>> Start Dataset rows

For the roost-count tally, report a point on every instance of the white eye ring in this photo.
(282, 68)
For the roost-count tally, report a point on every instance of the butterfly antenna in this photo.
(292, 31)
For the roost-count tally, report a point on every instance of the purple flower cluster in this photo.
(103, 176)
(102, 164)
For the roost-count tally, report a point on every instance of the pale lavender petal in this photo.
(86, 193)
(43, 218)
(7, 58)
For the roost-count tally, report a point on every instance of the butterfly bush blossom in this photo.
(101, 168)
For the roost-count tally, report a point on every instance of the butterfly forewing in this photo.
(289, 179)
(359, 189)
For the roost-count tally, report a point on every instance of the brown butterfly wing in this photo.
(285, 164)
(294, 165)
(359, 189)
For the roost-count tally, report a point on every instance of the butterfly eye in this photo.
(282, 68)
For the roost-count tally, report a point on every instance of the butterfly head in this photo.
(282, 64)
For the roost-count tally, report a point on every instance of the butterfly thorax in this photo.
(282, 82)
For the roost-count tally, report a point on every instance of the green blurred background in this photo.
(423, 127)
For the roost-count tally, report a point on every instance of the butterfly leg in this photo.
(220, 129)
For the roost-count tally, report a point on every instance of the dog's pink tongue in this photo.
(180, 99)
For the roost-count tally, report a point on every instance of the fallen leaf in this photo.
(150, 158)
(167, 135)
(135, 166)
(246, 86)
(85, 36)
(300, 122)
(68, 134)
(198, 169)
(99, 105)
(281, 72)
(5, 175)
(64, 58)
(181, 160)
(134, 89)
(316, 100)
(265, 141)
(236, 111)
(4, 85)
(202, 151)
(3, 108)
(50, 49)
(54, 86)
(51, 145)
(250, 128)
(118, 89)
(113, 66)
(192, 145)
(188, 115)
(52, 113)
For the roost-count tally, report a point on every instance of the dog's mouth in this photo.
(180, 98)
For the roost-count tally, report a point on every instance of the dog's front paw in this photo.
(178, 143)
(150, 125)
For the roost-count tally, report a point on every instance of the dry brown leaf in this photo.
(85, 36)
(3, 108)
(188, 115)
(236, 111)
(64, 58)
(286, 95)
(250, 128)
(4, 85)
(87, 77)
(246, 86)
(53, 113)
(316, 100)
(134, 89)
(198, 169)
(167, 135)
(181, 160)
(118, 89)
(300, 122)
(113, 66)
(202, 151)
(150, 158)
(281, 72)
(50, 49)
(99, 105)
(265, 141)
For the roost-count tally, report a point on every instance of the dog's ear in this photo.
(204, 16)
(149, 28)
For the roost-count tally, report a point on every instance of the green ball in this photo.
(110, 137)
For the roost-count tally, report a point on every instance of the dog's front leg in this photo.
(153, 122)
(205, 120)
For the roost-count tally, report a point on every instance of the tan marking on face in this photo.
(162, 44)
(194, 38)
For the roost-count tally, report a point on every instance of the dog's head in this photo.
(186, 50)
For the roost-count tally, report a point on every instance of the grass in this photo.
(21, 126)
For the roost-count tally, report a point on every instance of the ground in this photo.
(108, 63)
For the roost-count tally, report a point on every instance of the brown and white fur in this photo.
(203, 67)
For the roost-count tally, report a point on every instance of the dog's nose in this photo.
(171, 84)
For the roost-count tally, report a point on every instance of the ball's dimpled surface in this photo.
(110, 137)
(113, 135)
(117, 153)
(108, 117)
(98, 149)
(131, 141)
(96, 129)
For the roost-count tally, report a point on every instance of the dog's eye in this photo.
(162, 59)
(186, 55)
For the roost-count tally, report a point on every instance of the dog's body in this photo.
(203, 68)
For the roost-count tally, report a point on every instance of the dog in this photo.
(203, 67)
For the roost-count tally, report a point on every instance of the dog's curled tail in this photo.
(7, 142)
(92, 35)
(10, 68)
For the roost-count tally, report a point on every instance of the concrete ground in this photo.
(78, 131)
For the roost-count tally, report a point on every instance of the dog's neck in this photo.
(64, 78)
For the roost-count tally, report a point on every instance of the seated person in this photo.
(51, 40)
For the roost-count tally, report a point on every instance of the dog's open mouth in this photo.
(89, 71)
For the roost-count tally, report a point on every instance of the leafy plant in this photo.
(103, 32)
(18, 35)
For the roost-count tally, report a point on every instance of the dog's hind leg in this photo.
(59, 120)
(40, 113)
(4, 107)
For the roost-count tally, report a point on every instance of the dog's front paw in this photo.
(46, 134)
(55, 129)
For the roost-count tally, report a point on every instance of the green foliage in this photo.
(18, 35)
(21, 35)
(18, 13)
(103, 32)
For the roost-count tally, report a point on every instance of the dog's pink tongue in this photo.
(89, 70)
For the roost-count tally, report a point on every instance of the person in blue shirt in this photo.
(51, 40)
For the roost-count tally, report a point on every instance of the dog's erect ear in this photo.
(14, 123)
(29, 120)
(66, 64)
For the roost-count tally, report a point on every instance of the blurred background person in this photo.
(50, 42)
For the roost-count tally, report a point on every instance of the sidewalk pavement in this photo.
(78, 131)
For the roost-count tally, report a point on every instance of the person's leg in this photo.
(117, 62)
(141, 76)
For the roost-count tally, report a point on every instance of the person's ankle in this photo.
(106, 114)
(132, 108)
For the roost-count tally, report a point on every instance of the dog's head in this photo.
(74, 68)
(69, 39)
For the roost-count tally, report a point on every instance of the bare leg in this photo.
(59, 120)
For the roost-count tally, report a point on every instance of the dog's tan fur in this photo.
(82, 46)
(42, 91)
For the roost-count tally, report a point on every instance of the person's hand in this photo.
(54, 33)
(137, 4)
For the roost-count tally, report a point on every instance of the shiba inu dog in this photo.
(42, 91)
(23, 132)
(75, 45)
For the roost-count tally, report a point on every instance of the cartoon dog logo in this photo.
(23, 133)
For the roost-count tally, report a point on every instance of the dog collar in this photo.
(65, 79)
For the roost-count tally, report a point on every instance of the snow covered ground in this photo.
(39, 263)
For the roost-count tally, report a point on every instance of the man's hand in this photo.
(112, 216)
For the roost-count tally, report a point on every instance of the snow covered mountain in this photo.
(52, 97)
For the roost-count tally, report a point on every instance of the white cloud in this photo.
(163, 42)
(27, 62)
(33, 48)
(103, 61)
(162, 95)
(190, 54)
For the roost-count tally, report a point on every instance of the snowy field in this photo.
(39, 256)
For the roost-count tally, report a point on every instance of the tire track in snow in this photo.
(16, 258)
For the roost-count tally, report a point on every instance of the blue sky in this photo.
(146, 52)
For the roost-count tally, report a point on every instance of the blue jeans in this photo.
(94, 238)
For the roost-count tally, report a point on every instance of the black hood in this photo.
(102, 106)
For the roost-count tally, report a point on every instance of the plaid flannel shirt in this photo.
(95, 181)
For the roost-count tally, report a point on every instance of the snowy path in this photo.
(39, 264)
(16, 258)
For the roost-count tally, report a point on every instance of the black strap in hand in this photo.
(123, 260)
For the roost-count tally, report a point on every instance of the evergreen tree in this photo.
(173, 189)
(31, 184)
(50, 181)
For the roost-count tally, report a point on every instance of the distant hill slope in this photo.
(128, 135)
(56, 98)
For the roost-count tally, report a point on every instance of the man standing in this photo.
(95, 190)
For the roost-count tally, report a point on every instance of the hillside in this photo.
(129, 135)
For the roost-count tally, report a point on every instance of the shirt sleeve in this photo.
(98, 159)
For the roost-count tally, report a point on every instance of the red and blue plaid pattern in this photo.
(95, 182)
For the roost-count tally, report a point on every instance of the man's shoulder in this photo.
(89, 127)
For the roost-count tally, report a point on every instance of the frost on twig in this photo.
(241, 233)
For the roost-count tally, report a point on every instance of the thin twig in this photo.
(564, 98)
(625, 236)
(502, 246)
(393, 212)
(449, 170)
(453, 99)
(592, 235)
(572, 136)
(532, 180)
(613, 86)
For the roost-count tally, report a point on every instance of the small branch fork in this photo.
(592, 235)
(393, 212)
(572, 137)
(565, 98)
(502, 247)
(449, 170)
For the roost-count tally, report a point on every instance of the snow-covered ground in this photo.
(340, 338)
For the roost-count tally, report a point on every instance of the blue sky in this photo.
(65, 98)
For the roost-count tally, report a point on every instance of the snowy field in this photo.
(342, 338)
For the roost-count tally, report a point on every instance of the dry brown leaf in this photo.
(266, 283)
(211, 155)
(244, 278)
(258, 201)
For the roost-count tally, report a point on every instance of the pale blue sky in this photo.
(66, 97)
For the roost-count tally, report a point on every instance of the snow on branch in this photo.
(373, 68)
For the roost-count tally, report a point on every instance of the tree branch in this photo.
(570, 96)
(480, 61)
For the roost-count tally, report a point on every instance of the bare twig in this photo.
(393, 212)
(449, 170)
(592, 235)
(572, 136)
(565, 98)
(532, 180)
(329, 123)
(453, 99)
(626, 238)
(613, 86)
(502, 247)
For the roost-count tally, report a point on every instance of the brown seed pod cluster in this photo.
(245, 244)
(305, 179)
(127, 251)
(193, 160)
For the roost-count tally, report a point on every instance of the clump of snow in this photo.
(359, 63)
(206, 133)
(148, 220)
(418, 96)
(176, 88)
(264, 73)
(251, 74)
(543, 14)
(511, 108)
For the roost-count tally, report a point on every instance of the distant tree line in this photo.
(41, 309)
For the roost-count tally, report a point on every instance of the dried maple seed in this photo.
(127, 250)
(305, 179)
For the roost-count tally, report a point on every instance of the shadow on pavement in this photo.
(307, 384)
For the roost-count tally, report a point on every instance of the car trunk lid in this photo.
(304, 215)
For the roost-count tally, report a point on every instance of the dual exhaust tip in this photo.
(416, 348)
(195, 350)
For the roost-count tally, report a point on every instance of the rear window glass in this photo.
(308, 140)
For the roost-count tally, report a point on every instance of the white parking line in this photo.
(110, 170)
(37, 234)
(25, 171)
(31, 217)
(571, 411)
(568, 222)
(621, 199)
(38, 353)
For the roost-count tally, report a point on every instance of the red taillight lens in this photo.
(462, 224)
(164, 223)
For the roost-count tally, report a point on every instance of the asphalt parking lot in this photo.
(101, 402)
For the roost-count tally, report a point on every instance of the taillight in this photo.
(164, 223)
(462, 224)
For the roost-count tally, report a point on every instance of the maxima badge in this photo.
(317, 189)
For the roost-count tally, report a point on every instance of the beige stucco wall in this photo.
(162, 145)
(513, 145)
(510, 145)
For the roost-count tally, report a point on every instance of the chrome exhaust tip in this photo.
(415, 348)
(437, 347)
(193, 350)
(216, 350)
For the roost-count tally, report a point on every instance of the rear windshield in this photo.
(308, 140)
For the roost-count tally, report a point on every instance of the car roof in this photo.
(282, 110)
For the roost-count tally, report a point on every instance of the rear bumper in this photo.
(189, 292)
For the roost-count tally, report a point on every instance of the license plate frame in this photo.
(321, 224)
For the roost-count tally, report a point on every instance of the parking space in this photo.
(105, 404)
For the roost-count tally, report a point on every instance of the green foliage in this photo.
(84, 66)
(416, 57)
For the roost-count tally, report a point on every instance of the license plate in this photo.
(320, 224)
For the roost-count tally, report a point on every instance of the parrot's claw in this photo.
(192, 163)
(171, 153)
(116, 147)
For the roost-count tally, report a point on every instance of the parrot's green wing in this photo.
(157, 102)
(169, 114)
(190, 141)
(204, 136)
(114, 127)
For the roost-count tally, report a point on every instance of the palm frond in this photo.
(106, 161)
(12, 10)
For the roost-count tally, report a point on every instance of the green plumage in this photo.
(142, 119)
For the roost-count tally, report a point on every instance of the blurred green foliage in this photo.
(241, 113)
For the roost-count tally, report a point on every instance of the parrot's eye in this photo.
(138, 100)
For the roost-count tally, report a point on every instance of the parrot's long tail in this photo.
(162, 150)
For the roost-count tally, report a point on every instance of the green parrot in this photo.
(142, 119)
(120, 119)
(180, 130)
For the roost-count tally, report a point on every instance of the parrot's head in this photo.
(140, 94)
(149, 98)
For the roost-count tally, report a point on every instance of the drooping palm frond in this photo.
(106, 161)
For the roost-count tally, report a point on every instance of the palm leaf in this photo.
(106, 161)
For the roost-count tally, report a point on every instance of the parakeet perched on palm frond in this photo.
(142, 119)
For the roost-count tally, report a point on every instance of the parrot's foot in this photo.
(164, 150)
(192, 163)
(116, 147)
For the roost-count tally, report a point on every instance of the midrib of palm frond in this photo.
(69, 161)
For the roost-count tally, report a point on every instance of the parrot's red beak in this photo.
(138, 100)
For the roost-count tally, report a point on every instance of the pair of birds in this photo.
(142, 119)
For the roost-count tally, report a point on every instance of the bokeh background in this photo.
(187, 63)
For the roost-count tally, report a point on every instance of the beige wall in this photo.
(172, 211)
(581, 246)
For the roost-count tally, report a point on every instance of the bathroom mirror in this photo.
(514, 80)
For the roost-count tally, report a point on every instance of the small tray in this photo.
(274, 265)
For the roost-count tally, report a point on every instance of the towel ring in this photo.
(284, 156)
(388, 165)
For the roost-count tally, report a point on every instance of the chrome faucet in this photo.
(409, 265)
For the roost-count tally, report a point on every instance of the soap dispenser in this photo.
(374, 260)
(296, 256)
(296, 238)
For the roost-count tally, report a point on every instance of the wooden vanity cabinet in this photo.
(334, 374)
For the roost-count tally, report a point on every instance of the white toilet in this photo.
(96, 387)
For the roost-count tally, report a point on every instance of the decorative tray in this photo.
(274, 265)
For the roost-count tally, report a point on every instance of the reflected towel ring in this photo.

>> End Dataset rows

What you need to do: Put the records from the line containing "birds in this photo." through the end of the records into a numbered list, leaving out any blank lines.

Exercise result:
1. For the roost-count tally, report a point on every instance of the pair of birds in this photo.
2. (142, 119)
3. For the roost-count tally, report a point on every instance of the bokeh background in this photo.
4. (187, 63)
5. For the roost-count tally, report a point on every instance of the beige wall in this photo.
6. (172, 211)
7. (581, 246)
8. For the roost-count tally, report a point on every instance of the bathroom mirror in this photo.
9. (514, 80)
10. For the roost-count tally, report a point on every instance of the small tray in this photo.
11. (274, 265)
12. For the roost-count tally, report a point on every instance of the towel ring in this photo.
13. (284, 156)
14. (388, 165)
15. For the roost-count tally, report a point on every instance of the chrome faucet in this photo.
16. (409, 265)
17. For the roost-count tally, report a point on every instance of the soap dispenser in this photo.
18. (374, 260)
19. (296, 256)
20. (296, 238)
21. For the roost-count tally, report a point on every instance of the wooden vanity cabinet in this photo.
22. (334, 374)
23. For the roost-count tally, report a point on every instance of the white toilet in this photo.
24. (96, 387)
25. For the roost-count tally, report a point on every instance of the decorative tray in this photo.
26. (274, 265)
27. For the roost-count tally, report a point on every instance of the reflected towel ring in this photo.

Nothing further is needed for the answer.